(Image-grounded pointing data)
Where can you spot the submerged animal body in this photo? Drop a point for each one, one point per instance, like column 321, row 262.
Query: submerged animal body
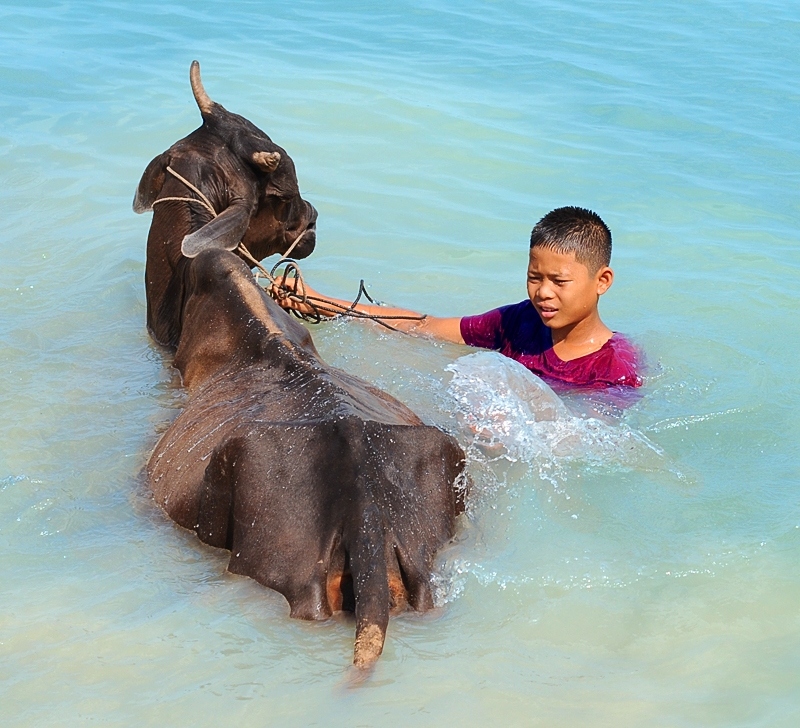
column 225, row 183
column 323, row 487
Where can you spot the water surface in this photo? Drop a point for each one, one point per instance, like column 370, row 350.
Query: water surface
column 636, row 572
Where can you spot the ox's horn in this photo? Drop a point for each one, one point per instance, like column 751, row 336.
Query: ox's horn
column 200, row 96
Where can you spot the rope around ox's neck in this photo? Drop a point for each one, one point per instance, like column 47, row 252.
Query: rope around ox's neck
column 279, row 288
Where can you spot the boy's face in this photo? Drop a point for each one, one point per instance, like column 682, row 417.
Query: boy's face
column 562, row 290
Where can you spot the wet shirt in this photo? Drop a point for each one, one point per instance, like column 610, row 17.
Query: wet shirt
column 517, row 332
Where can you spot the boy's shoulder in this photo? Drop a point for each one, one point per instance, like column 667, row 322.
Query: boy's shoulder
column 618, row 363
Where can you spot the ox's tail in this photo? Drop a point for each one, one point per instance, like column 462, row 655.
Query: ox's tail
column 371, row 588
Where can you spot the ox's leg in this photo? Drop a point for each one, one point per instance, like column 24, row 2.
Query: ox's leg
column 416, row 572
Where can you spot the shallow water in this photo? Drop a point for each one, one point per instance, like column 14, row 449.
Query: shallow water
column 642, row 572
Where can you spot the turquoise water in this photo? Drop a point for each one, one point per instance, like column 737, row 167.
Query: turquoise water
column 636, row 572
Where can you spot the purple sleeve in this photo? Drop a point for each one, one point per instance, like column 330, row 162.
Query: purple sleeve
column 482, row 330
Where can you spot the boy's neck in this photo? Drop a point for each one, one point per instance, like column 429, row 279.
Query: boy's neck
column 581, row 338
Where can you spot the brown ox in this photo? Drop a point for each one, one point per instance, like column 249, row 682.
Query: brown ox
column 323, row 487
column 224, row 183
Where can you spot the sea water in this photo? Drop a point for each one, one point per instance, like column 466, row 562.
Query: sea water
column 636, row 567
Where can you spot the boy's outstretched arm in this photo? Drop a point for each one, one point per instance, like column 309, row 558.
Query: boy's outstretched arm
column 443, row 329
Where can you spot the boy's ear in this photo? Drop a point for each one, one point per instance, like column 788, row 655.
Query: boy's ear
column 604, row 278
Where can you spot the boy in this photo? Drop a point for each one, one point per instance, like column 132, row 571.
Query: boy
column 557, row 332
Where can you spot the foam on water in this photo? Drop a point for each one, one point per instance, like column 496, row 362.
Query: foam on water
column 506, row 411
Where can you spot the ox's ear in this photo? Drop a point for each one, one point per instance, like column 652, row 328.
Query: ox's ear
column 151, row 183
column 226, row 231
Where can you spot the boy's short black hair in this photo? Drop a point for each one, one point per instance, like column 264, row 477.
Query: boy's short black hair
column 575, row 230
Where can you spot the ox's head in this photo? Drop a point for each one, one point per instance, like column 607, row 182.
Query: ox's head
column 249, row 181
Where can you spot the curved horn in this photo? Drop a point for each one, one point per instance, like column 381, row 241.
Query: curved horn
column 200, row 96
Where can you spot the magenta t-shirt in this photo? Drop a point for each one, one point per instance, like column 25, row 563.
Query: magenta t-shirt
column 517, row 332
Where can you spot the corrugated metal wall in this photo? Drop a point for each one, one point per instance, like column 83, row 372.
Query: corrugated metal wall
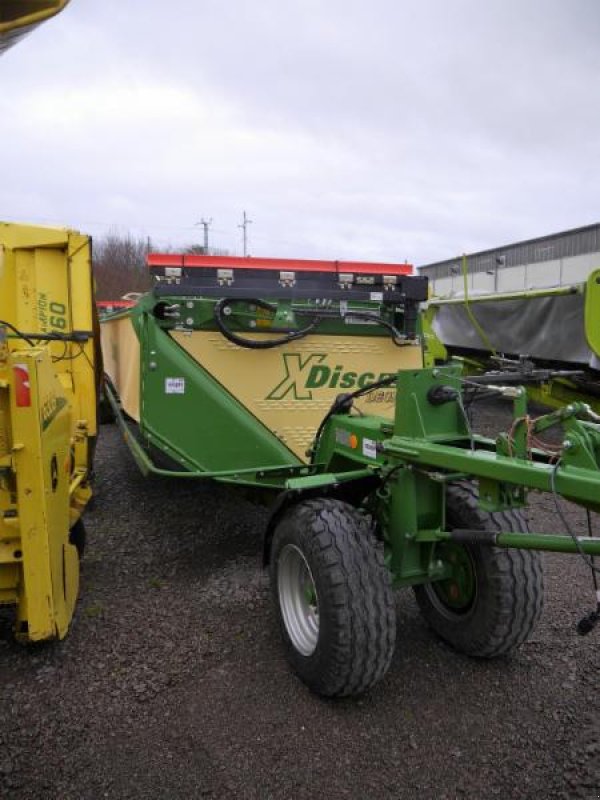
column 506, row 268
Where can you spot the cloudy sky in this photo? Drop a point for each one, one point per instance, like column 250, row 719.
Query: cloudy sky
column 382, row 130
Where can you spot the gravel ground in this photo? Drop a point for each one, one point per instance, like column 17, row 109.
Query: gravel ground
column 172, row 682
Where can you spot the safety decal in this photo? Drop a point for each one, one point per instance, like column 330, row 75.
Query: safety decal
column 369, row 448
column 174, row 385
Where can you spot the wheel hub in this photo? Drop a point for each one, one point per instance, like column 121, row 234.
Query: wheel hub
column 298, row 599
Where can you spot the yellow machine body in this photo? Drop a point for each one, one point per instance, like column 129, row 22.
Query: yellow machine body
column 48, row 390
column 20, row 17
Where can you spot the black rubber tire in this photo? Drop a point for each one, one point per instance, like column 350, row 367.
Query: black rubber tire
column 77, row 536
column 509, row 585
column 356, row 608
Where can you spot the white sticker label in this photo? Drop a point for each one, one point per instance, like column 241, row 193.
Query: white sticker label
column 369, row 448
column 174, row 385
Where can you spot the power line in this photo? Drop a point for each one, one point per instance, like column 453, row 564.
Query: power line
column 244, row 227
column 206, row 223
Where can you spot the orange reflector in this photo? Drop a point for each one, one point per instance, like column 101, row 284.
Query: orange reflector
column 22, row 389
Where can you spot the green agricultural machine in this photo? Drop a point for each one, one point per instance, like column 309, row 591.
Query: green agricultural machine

**Problem to solve**
Each line of the data that includes "agricultural" should be copied.

**Solution to the exercise**
Where can you spot the green agricultural machine in this photo? Drop a point for each one, one point per instance, like column 309, row 591.
Query: green agricultural machine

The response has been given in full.